**Passage provided**
++++

Honoring Joanna Macy. Finding Meaning Beyond the Social Media Noise

A few months back we engaged a lovely social media consultant hoping to make peace with our mixed feelings - call it what it is, angst- around our ‘presence’ in the online world. On the one hand we love the madly talented creators, makers, gardeners, farmers, musicians we have ‘discovered’ all over the world through social media. There are hopeful and truly exciting things happening in unexpected places. And we certainly appreciate social forums that enable us to tout our food and drink programs, crow about our beautiful weddings, host collaborative events that foster connection. But we’re conflicted (and it seems, we’re all being told, addicted?) that an insatiable search for stories, beauty, delight, has devolved into empathy killer thrills. The tsunami of truly dreadful things happening in the world that SM bombardes us with non-stop is increasingly challenging the way we feel about social media.

With few exceptions almost everything coming into our feeds uninvited seemingly to offer a’connected life’ of ‘upgraded pleasures’ is little more than a sales pitch. The notion we can scroll for pleasure or discovery when every click to ‘engage’ has this imperative at its core makes it near impossible to ‘engage’ online in a meaningful way.

That line between ‘want to share’ and ‘need to share’ has always been a hard one for us - hence the need for a SM guru. Alongside using instagram and the blog to reach an audience who might want to come drink or dine or celebrate a precious moment in their lives with us - we are a business after all - we’d also like to use social media to communicate in a genuine way to tell the challenging, yet hopeful things that drive our days in Healdsburg and farm life on the ridge in Philo.

When I read that that a beloved mentor, Joanna Macy, had gone into hospice at home and would soon be leaving the world, I posted the images you see above. They are part of a series I’ve been playing around with thinking about “The Sacred Ordinary,” a Macy canon with many threads that ran through Joanna’s life fueled by her “wild love of the world.” Her “feel how your breathing makes more space around you” is one of the best mantras you’ll ever use to crack open the door to seeing the world whole - breathing into it - ‘living the questions’ as Rilke originally framed it, bathed in each moment. “Those of us who are alive now and feel called to love our world, to be grateful for it,” Joanna wrote, “to teach ourselves how to see beauty, how to treasure it, how to celebrate, how if it must disappear, if there’s dying, how to be grateful,” has by now flowered in so many cultlivated gardens, and as wild grass in so many fields.

Not surprisingly, there was little ‘engagement’ with the reel and I was more than fine with that - a numbers game cannot be our expectation if we wish to control our own narrative, revel in its uniqueness, celebrate nuance, peek into what makes our endeavors - that would include barndiva - meaningful. We posted those few images simply to acknowledge her life and imminent passing - she died July 19th - not to drive traffic. To speak to her last journey on earth with the hope of stirring curiosity in her life’s work. To offer, as we do here in our small way, connections that are helping us navigate the world we wish to build together. This would have delighted her.

++++

**Dataset excerpts**
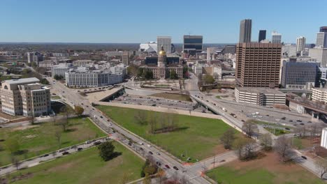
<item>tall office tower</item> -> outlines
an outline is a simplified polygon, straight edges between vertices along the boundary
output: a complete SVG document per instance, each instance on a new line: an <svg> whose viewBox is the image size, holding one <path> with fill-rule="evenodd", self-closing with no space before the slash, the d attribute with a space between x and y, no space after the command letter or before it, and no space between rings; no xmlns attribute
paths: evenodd
<svg viewBox="0 0 327 184"><path fill-rule="evenodd" d="M240 24L239 43L250 43L251 32L252 31L252 20L242 20Z"/></svg>
<svg viewBox="0 0 327 184"><path fill-rule="evenodd" d="M305 48L305 37L296 38L296 52L304 51Z"/></svg>
<svg viewBox="0 0 327 184"><path fill-rule="evenodd" d="M271 33L271 43L281 43L282 34L278 33L277 31L272 31Z"/></svg>
<svg viewBox="0 0 327 184"><path fill-rule="evenodd" d="M281 84L284 88L311 89L316 84L318 63L283 62Z"/></svg>
<svg viewBox="0 0 327 184"><path fill-rule="evenodd" d="M184 35L183 52L189 56L195 56L196 52L202 52L203 37L202 36Z"/></svg>
<svg viewBox="0 0 327 184"><path fill-rule="evenodd" d="M122 62L125 66L129 65L129 54L128 51L123 52Z"/></svg>
<svg viewBox="0 0 327 184"><path fill-rule="evenodd" d="M259 31L259 37L258 39L258 42L260 43L261 40L266 40L266 30L260 30Z"/></svg>
<svg viewBox="0 0 327 184"><path fill-rule="evenodd" d="M327 26L321 26L319 32L327 33Z"/></svg>
<svg viewBox="0 0 327 184"><path fill-rule="evenodd" d="M171 53L171 37L170 36L157 36L157 50L159 52L161 49L161 46L164 46L164 49L166 53Z"/></svg>
<svg viewBox="0 0 327 184"><path fill-rule="evenodd" d="M319 32L317 33L316 47L327 48L327 32Z"/></svg>
<svg viewBox="0 0 327 184"><path fill-rule="evenodd" d="M242 87L277 87L282 44L243 43L236 45L235 77Z"/></svg>

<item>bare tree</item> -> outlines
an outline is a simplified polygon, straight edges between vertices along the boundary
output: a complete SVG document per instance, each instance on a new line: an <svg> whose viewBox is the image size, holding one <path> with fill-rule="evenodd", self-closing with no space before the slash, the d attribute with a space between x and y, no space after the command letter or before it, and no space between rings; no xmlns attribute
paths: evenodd
<svg viewBox="0 0 327 184"><path fill-rule="evenodd" d="M18 170L18 167L20 165L20 160L18 159L18 158L17 158L17 157L15 157L14 155L12 155L11 156L11 163L13 163L13 164L15 165L15 167L16 167L16 170Z"/></svg>
<svg viewBox="0 0 327 184"><path fill-rule="evenodd" d="M272 139L269 133L261 135L259 137L259 139L266 151L271 149L271 146L272 146Z"/></svg>
<svg viewBox="0 0 327 184"><path fill-rule="evenodd" d="M292 159L295 153L292 150L292 144L289 138L282 135L278 137L275 144L275 150L280 157L282 162Z"/></svg>
<svg viewBox="0 0 327 184"><path fill-rule="evenodd" d="M231 148L234 139L235 132L233 128L228 128L220 137L220 141L223 143L225 149Z"/></svg>
<svg viewBox="0 0 327 184"><path fill-rule="evenodd" d="M316 166L319 171L320 178L323 178L324 175L327 173L327 160L319 159L316 161Z"/></svg>
<svg viewBox="0 0 327 184"><path fill-rule="evenodd" d="M294 133L298 135L298 137L303 138L305 137L305 134L307 132L307 128L305 126L298 126L294 128Z"/></svg>
<svg viewBox="0 0 327 184"><path fill-rule="evenodd" d="M256 141L252 139L247 139L245 144L243 146L244 149L244 158L245 159L251 159L254 156L254 149L256 148Z"/></svg>
<svg viewBox="0 0 327 184"><path fill-rule="evenodd" d="M247 121L243 123L242 130L244 131L249 137L252 137L258 130L258 126L252 120Z"/></svg>
<svg viewBox="0 0 327 184"><path fill-rule="evenodd" d="M61 144L61 131L56 130L54 131L54 137L56 138L57 142L58 143L58 147L60 148Z"/></svg>

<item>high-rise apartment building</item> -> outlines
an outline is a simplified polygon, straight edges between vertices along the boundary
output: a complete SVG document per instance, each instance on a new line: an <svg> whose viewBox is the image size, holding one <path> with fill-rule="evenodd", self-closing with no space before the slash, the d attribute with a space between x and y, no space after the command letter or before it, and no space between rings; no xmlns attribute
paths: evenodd
<svg viewBox="0 0 327 184"><path fill-rule="evenodd" d="M252 31L252 20L242 20L240 24L239 43L250 43L251 33Z"/></svg>
<svg viewBox="0 0 327 184"><path fill-rule="evenodd" d="M279 79L282 44L238 43L235 77L242 87L277 87Z"/></svg>
<svg viewBox="0 0 327 184"><path fill-rule="evenodd" d="M260 30L259 31L259 38L258 38L258 42L260 43L262 40L266 40L266 30Z"/></svg>
<svg viewBox="0 0 327 184"><path fill-rule="evenodd" d="M171 37L170 36L157 36L157 50L159 51L161 46L167 54L171 53Z"/></svg>
<svg viewBox="0 0 327 184"><path fill-rule="evenodd" d="M2 112L13 116L48 115L51 113L50 89L37 78L6 80L0 95Z"/></svg>
<svg viewBox="0 0 327 184"><path fill-rule="evenodd" d="M271 33L271 43L281 43L282 34L278 33L277 31L272 31Z"/></svg>
<svg viewBox="0 0 327 184"><path fill-rule="evenodd" d="M202 52L203 37L202 36L184 35L183 37L183 52L189 56L195 56Z"/></svg>
<svg viewBox="0 0 327 184"><path fill-rule="evenodd" d="M305 48L305 37L300 36L296 38L296 52L300 52Z"/></svg>

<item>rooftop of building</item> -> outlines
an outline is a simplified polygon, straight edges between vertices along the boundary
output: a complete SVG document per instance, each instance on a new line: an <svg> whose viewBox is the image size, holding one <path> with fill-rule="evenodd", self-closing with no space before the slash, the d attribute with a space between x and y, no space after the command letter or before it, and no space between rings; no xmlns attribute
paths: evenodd
<svg viewBox="0 0 327 184"><path fill-rule="evenodd" d="M24 84L24 83L37 83L37 82L40 82L40 80L38 79L38 78L36 77L31 77L31 78L24 78L24 79L19 79L5 80L3 82L6 82L9 84Z"/></svg>
<svg viewBox="0 0 327 184"><path fill-rule="evenodd" d="M237 87L236 89L239 91L245 93L285 95L285 93L274 89L252 87Z"/></svg>

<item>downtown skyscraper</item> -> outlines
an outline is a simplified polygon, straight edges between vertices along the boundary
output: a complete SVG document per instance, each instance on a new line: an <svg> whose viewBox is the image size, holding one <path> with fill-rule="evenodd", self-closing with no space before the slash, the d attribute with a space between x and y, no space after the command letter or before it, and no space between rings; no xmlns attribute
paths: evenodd
<svg viewBox="0 0 327 184"><path fill-rule="evenodd" d="M252 20L242 20L240 24L239 43L250 43L251 32L252 31Z"/></svg>

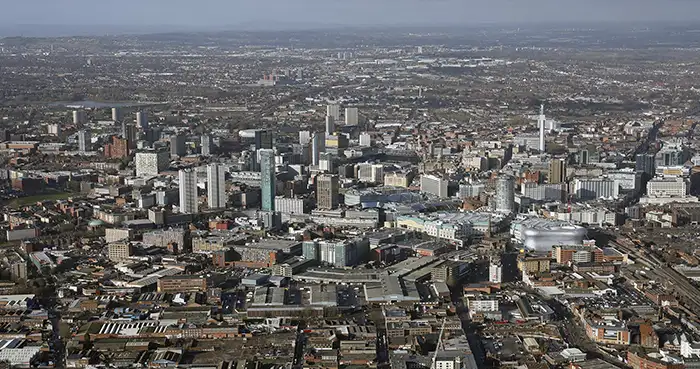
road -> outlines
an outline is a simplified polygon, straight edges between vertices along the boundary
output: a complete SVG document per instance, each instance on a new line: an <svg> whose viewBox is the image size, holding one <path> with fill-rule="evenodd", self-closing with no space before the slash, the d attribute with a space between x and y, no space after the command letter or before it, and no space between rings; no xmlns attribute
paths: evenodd
<svg viewBox="0 0 700 369"><path fill-rule="evenodd" d="M455 305L459 320L462 323L462 330L467 336L467 341L469 341L469 348L472 350L472 355L474 355L474 361L476 361L477 368L483 368L484 362L486 361L486 353L484 352L484 346L481 344L481 338L477 333L476 329L472 325L471 319L469 318L469 311L461 298L453 298L452 303Z"/></svg>
<svg viewBox="0 0 700 369"><path fill-rule="evenodd" d="M683 298L686 307L691 311L700 311L700 290L693 286L688 279L675 269L666 265L662 260L649 253L649 250L639 249L628 238L613 237L615 247L630 255L635 262L649 268L648 273L658 276L658 280L670 281L672 289Z"/></svg>
<svg viewBox="0 0 700 369"><path fill-rule="evenodd" d="M389 339L386 329L377 328L377 368L391 368L389 362Z"/></svg>
<svg viewBox="0 0 700 369"><path fill-rule="evenodd" d="M294 359L292 360L292 368L294 369L304 367L304 348L306 347L304 327L305 325L301 323L299 323L299 327L297 327L297 337L294 341Z"/></svg>

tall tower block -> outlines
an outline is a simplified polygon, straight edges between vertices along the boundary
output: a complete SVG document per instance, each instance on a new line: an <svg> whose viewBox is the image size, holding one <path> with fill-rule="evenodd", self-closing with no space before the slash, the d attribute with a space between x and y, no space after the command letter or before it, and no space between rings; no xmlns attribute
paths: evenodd
<svg viewBox="0 0 700 369"><path fill-rule="evenodd" d="M544 126L546 124L546 119L544 117L544 104L540 105L540 116L537 118L537 126L540 128L540 152L545 152L544 144Z"/></svg>

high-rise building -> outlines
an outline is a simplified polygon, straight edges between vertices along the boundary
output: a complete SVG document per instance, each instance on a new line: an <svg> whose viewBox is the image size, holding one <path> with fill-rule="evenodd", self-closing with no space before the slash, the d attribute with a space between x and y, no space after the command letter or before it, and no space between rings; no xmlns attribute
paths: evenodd
<svg viewBox="0 0 700 369"><path fill-rule="evenodd" d="M337 175L320 175L316 182L316 207L335 209L338 207L340 182Z"/></svg>
<svg viewBox="0 0 700 369"><path fill-rule="evenodd" d="M311 132L309 131L299 131L299 144L306 145L311 141Z"/></svg>
<svg viewBox="0 0 700 369"><path fill-rule="evenodd" d="M53 136L61 135L61 126L58 124L49 124L46 126L47 133Z"/></svg>
<svg viewBox="0 0 700 369"><path fill-rule="evenodd" d="M115 122L121 122L122 120L122 111L119 108L112 108L112 120Z"/></svg>
<svg viewBox="0 0 700 369"><path fill-rule="evenodd" d="M129 141L125 138L112 136L112 142L104 146L105 157L121 159L129 156Z"/></svg>
<svg viewBox="0 0 700 369"><path fill-rule="evenodd" d="M322 152L318 159L318 170L333 173L334 165L333 154L329 152Z"/></svg>
<svg viewBox="0 0 700 369"><path fill-rule="evenodd" d="M340 105L338 104L328 104L326 105L326 116L333 117L334 121L340 120Z"/></svg>
<svg viewBox="0 0 700 369"><path fill-rule="evenodd" d="M92 151L92 137L90 136L90 131L78 131L78 150L80 152Z"/></svg>
<svg viewBox="0 0 700 369"><path fill-rule="evenodd" d="M219 164L207 166L207 203L210 209L226 207L226 177Z"/></svg>
<svg viewBox="0 0 700 369"><path fill-rule="evenodd" d="M501 283L503 281L503 267L499 260L489 260L489 282Z"/></svg>
<svg viewBox="0 0 700 369"><path fill-rule="evenodd" d="M552 159L549 162L549 183L566 182L566 162L561 159Z"/></svg>
<svg viewBox="0 0 700 369"><path fill-rule="evenodd" d="M637 154L634 161L634 171L637 173L645 173L649 177L653 177L656 169L654 168L656 157L654 154Z"/></svg>
<svg viewBox="0 0 700 369"><path fill-rule="evenodd" d="M187 146L185 146L185 135L175 134L170 136L170 156L185 156Z"/></svg>
<svg viewBox="0 0 700 369"><path fill-rule="evenodd" d="M369 133L360 133L360 146L372 146L372 136Z"/></svg>
<svg viewBox="0 0 700 369"><path fill-rule="evenodd" d="M384 183L384 165L359 163L355 165L355 178L361 182Z"/></svg>
<svg viewBox="0 0 700 369"><path fill-rule="evenodd" d="M332 135L333 133L335 133L335 118L326 115L326 135Z"/></svg>
<svg viewBox="0 0 700 369"><path fill-rule="evenodd" d="M122 138L127 140L129 149L133 150L136 148L136 127L133 124L127 124L125 121L122 122Z"/></svg>
<svg viewBox="0 0 700 369"><path fill-rule="evenodd" d="M137 152L134 162L137 176L155 176L168 168L170 159L165 151Z"/></svg>
<svg viewBox="0 0 700 369"><path fill-rule="evenodd" d="M197 172L194 169L180 169L180 212L194 214L199 211L197 201Z"/></svg>
<svg viewBox="0 0 700 369"><path fill-rule="evenodd" d="M145 131L148 129L148 116L145 111L136 112L136 127Z"/></svg>
<svg viewBox="0 0 700 369"><path fill-rule="evenodd" d="M369 239L306 241L302 244L306 259L319 260L336 267L348 267L364 262L369 254Z"/></svg>
<svg viewBox="0 0 700 369"><path fill-rule="evenodd" d="M84 110L73 110L73 124L81 126L87 123L87 114Z"/></svg>
<svg viewBox="0 0 700 369"><path fill-rule="evenodd" d="M255 150L272 150L274 134L269 129L258 129L255 131Z"/></svg>
<svg viewBox="0 0 700 369"><path fill-rule="evenodd" d="M515 208L515 178L509 174L499 174L496 179L496 211L512 213Z"/></svg>
<svg viewBox="0 0 700 369"><path fill-rule="evenodd" d="M134 255L134 250L128 242L117 242L107 245L107 257L114 262L128 260Z"/></svg>
<svg viewBox="0 0 700 369"><path fill-rule="evenodd" d="M540 105L540 115L537 118L537 126L540 129L540 152L545 152L544 130L547 119L544 116L544 104Z"/></svg>
<svg viewBox="0 0 700 369"><path fill-rule="evenodd" d="M580 200L616 198L620 194L620 185L609 178L575 178L570 192Z"/></svg>
<svg viewBox="0 0 700 369"><path fill-rule="evenodd" d="M421 192L445 198L447 197L448 182L448 180L434 175L424 175L420 177L420 190Z"/></svg>
<svg viewBox="0 0 700 369"><path fill-rule="evenodd" d="M311 141L311 165L318 166L322 152L326 151L326 135L323 133L314 133Z"/></svg>
<svg viewBox="0 0 700 369"><path fill-rule="evenodd" d="M262 210L275 211L275 152L260 150L260 187L262 195Z"/></svg>
<svg viewBox="0 0 700 369"><path fill-rule="evenodd" d="M202 137L200 137L199 144L202 148L202 155L204 155L204 156L211 155L211 147L212 147L211 136L202 135Z"/></svg>
<svg viewBox="0 0 700 369"><path fill-rule="evenodd" d="M357 108L345 108L345 125L356 126L358 122Z"/></svg>

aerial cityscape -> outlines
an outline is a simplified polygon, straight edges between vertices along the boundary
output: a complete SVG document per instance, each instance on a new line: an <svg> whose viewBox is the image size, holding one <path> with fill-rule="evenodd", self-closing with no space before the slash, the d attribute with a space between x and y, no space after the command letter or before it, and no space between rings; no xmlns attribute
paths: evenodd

++++

**Task to complete**
Please write out the Joanna Macy piece again from "Not surprisingly, there" up to and including "have delighted her.", swapping "narrative" for "story".

**Correct result**
Not surprisingly, there was little ‘engagement’ with the reel and I was more than fine with that - a numbers game cannot be our expectation if we wish to control our own story, revel in its uniqueness, celebrate nuance, peek into what makes our endeavors - that would include barndiva - meaningful. We posted those few images simply to acknowledge her life and imminent passing - she died July 19th - not to drive traffic. To speak to her last journey on earth with the hope of stirring curiosity in her life’s work. To offer, as we do here in our small way, connections that are helping us navigate the world we wish to build together. This would have delighted her.